▶ **Text excerpt**
EA: The First Order of
business
I think I might be a bit too proud of
that pun, to be honest.
Oh, EA. Not a year seems to go by
without one of gaming’s most notorious villains making a blunder. Their recent
strategies have proven to be…confusing, to say the least. After attempting for
years to shove Activision out of their throne as the king of the November
Warfare season, now that they have a fair shot at having one of their many
shooter franchises become the industry darling with interest Call of Duty on the wane, they seem to
be working overtime to make things unnecessarily complicated and frustrating
for both gamers and developers alike.
I gave them a lot of grief last year
for throwing Titanfall 2 under the
bus by releasing it in the same week as their own Battlefield 1, essentially destroying any fighting chance the game
might’ve had with casual consumers who typically only buy a few games a year
and typically go for brands they recognize over something new they might not
like. But this year’s Star Wars
shenanigans might just make me forget last year’s brainlessness, because what
EA pulled this year confirms to me one thing: EA doesn’t care about making
quality products anymore. EA just cares about making money.
I can hear you all right now saying
“Well haven’t they always been like that, EA is terrible lol”. Yes, but while
this is true to an extent, EA has been known to put out several quality
products in the past that gained love from both critics and gamers alike. Mirror’s Edge, Dead Space, Mass Effect,
and the previously mentioned Titanfall 2 are
all great games that came from the house of gaming’s most hated publisher.
But this is 2017, the year of the loot
box and the year of awful publisher decisions. Honestly, when you arrive at the
end of the year and Ubisoft of all companies look like one of the good guys,
something’s gone horribly wrong in the industry.
Putting aside the whole Battlefront II loot box shenanigans for
now (I’m waiting until I play the final version of the game to talk about
that), today I’m here to talk about the tragic tale of Visceral Games and how
they hold the key to discovering how EA might’ve already botched the reputation
of future Star Wars games as a whole.
Even if you aren’t familiar with the
name of Visceral Games, you probably know their work. In the early 2000’s they
were responsible for a bunch of licensed titles, from Lord of the Rings to The
Simpsons to even Tiger Woods. It
wasn’t until 2008 when things really took off for the company. At the time EA
was trying desperately to win back gamer approval by creating new and
innovative ideas. This ploy led to the creation of two franchises: one was my
beloved Mirror’s Edge, which promptly
dropped off the face off the Earth after the first installment before being
unceremoniously revived for a sequel last year (I don’t care that your story
sucked and nobody else played you, Catalyst!
I’ll always love you!). The other was developed by Visceral, as a brand new
survival horror series similar in style to the Alien movies. The game came to be known as Dead Space, and became a huge success with fans of horror games.

▶ **Dataset entries**
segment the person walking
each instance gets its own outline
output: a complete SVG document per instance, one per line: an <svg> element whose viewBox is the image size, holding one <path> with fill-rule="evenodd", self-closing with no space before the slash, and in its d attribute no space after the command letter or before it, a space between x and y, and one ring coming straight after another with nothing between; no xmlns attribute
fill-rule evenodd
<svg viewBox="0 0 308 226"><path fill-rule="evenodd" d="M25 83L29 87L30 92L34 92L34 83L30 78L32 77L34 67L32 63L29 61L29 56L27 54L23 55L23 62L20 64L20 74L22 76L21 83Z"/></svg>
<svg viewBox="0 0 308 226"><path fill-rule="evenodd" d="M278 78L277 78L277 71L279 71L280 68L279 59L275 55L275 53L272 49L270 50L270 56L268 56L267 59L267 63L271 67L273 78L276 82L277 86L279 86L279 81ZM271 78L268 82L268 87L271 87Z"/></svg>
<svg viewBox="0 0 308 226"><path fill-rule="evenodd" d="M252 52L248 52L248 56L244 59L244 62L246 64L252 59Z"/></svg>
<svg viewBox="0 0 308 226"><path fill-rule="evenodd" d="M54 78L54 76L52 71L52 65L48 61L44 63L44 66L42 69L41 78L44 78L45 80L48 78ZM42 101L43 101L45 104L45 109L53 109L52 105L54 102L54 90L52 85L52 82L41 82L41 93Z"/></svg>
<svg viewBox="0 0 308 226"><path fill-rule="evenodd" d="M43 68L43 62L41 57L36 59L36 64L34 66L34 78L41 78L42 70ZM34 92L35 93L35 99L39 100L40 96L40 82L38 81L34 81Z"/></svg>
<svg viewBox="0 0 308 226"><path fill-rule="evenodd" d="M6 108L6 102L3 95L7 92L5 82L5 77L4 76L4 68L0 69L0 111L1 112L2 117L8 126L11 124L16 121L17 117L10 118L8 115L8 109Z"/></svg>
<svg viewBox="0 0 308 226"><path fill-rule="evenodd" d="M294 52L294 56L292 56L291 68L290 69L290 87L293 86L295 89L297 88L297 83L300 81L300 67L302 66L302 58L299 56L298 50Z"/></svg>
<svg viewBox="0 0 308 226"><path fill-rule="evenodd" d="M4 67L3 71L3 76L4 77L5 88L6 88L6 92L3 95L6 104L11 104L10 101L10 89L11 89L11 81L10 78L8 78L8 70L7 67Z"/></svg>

▶ **Short exercise 1**
Rewrite the entries, from their first line through the line containing "108L6 102L3 95L7", as a JSON list of strings with one string per line and blank lines omitted.
▶ **Short exercise 2**
Extend the piece about EA and Visceral Games, picking up right after its final sentence.
The entries are unrelated to the text about EA and Visceral Games.

▶ **Task result 1**
[
  "segment the person walking",
  "each instance gets its own outline",
  "output: a complete SVG document per instance, one per line: an <svg> element whose viewBox is the image size, holding one <path> with fill-rule=\"evenodd\", self-closing with no space before the slash, and in its d attribute no space after the command letter or before it, a space between x and y, and one ring coming straight after another with nothing between; no xmlns attribute",
  "fill-rule evenodd",
  "<svg viewBox=\"0 0 308 226\"><path fill-rule=\"evenodd\" d=\"M25 83L29 87L30 92L34 92L34 83L30 78L32 77L34 67L32 63L29 61L29 56L27 54L23 55L23 62L20 64L20 74L22 76L21 83Z\"/></svg>",
  "<svg viewBox=\"0 0 308 226\"><path fill-rule=\"evenodd\" d=\"M278 78L277 78L277 71L279 71L280 68L279 59L275 55L275 53L272 49L270 50L270 56L268 56L267 59L267 63L271 67L273 78L276 82L277 86L279 86L279 81ZM271 78L268 82L268 87L271 87Z\"/></svg>",
  "<svg viewBox=\"0 0 308 226\"><path fill-rule=\"evenodd\" d=\"M252 52L248 52L248 56L244 59L244 62L246 64L252 59Z\"/></svg>",
  "<svg viewBox=\"0 0 308 226\"><path fill-rule=\"evenodd\" d=\"M54 78L54 76L52 71L52 65L48 61L44 63L44 66L42 69L41 78L44 78L45 80L48 78ZM42 101L43 101L45 104L45 109L53 109L52 105L54 102L54 90L52 85L52 82L41 82L41 93Z\"/></svg>",
  "<svg viewBox=\"0 0 308 226\"><path fill-rule=\"evenodd\" d=\"M43 68L43 62L41 57L36 59L36 64L34 66L34 78L41 78L42 70ZM34 92L35 93L35 99L39 100L40 96L40 82L38 81L34 81Z\"/></svg>",
  "<svg viewBox=\"0 0 308 226\"><path fill-rule=\"evenodd\" d=\"M6 108L6 102L3 95L7 92L5 82L5 77L4 76L4 68L0 69L0 111L1 112L2 117L8 126L11 124L16 121L17 117L10 118L8 115L8 109Z\"/></svg>"
]

▶ **Task result 2**
Dead
Space later spawned an equally successful sequel in the form of Dead Space 2, but when it came to making
Dead Space 3 things started to get
muggy. A clear victim of publisher intervention, Dead Space 3 inexplicably jumped onto the multiplayer craze that
was sweeping the industry, diminishing the intensely scary atmosphere the first
two games created almost entirely thanks to the feeling of being all alone.
EA also had ludicrous expectations for
the game. Infamously, EA declared that Dead
Space 3 needed to sell 5 million copies in order to be called a success and
for them to decide whether or not the series was financially worth keeping
around for future installments. Putting this into perspective, Nintendo
recently has been especially happy to boast that Super Mario Odyssey sold 2 million copies, calling it the biggest
success gaming’s most famous icon has ever seen. Mario is perhaps the franchise with the widest audience imaginable
in video games. On the other hand, one of the scariest horror games ever
created isn’t going to have quite the same amount of fans as the
family-friendly plumber in red.
Unsurprisingly, Dead Space 3 fell woefully short of EA’s expectations, and that was
the end for a franchise once promised to become a multi-media horror
juggernaut. The team at Visceral went on to develop the equally unsuccessful Battlefield Hardline, before announcing
that they were one of many teams chosen to develop Star Wars games for EA.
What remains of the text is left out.